## Page extract
━━━━━━━━━━

As we commemorate motherhood this weekend, I celebrate my mother, Rosel Engel Gasser.
She grew up in war-torn Germany, experiencing the hardship, lack of food, bombing, seeing family members wounded and taken prisoner. She worked hard, persevered, and had her eyes set on “something better.”
As a nurse, she took care of the wounded, including an American GI, a friend of my dad’s. Don Gasser was in the Army, part of the American occupation after WWII ended and stationed in Mom’s small town of Bad Orb.
He went to the hospital to visit his friend, met the nurse, and they hit it off. He befriended her family, took them food, and gave them encouragement as they dug themselves from the wasteland of war.

After a few weeks or months, the Army shipped Dad home with no notice. By the time he arrived, he decided he really liked this vivacious German girl. He wrote her a letter and asked if she would consider coming to America to marry him. She wrote back “Yes!” looking forward to the “land of milk and honey,” the opportunity for a fresh new start.

━━━━━━━━━━

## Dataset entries
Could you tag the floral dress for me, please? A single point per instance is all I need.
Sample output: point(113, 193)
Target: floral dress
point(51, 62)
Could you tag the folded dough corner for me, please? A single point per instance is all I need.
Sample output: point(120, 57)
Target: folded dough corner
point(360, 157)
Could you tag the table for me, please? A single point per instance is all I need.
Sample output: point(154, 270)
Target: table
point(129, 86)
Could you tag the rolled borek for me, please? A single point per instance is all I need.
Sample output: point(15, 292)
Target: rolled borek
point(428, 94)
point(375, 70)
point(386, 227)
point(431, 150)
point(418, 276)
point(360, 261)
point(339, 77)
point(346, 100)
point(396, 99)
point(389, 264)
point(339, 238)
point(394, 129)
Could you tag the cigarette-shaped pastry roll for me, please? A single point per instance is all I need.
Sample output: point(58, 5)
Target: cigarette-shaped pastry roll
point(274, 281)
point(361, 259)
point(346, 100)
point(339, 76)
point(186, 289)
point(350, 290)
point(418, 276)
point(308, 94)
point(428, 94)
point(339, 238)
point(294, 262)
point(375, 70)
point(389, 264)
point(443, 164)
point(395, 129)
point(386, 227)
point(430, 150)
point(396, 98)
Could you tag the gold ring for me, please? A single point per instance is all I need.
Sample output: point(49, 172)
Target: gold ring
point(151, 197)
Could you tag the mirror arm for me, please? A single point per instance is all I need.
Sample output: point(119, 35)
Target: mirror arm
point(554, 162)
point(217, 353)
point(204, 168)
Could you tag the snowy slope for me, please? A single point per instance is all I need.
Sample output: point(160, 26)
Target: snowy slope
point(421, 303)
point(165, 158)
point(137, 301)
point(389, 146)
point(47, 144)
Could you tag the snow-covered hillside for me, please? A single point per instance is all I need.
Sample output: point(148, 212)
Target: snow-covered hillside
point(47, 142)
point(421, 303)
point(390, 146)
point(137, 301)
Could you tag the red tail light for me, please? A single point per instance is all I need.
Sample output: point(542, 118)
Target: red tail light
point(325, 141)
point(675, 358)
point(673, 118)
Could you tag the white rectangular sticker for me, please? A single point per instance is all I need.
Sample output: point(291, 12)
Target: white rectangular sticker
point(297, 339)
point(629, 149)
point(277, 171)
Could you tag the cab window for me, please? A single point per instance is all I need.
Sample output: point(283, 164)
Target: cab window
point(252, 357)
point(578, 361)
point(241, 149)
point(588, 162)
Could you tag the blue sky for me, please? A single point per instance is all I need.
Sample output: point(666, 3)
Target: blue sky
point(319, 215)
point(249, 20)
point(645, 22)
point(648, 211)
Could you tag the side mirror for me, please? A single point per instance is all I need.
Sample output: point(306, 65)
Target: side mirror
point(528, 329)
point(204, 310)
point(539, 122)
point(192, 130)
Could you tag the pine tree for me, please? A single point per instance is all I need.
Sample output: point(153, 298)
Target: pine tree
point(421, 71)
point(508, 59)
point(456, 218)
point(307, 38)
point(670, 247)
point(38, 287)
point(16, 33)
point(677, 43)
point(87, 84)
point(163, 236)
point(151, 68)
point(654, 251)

━━━━━━━━━━

Retype the passage of the tribute to Rosel Engel Gasser that opens with the words containing "As we commemorate" and closes with "of Bad Orb.". The data has no connection to the tribute to Rosel Engel Gasser.

As we commemorate motherhood this weekend, I celebrate my mother, Rosel Engel Gasser.
She grew up in war-torn Germany, experiencing the hardship, lack of food, bombing, seeing family members wounded and taken prisoner. She worked hard, persevered, and had her eyes set on “something better.”
As a nurse, she took care of the wounded, including an American GI, a friend of my dad’s. Don Gasser was in the Army, part of the American occupation after WWII ended and stationed in Mom’s small town of Bad Orb.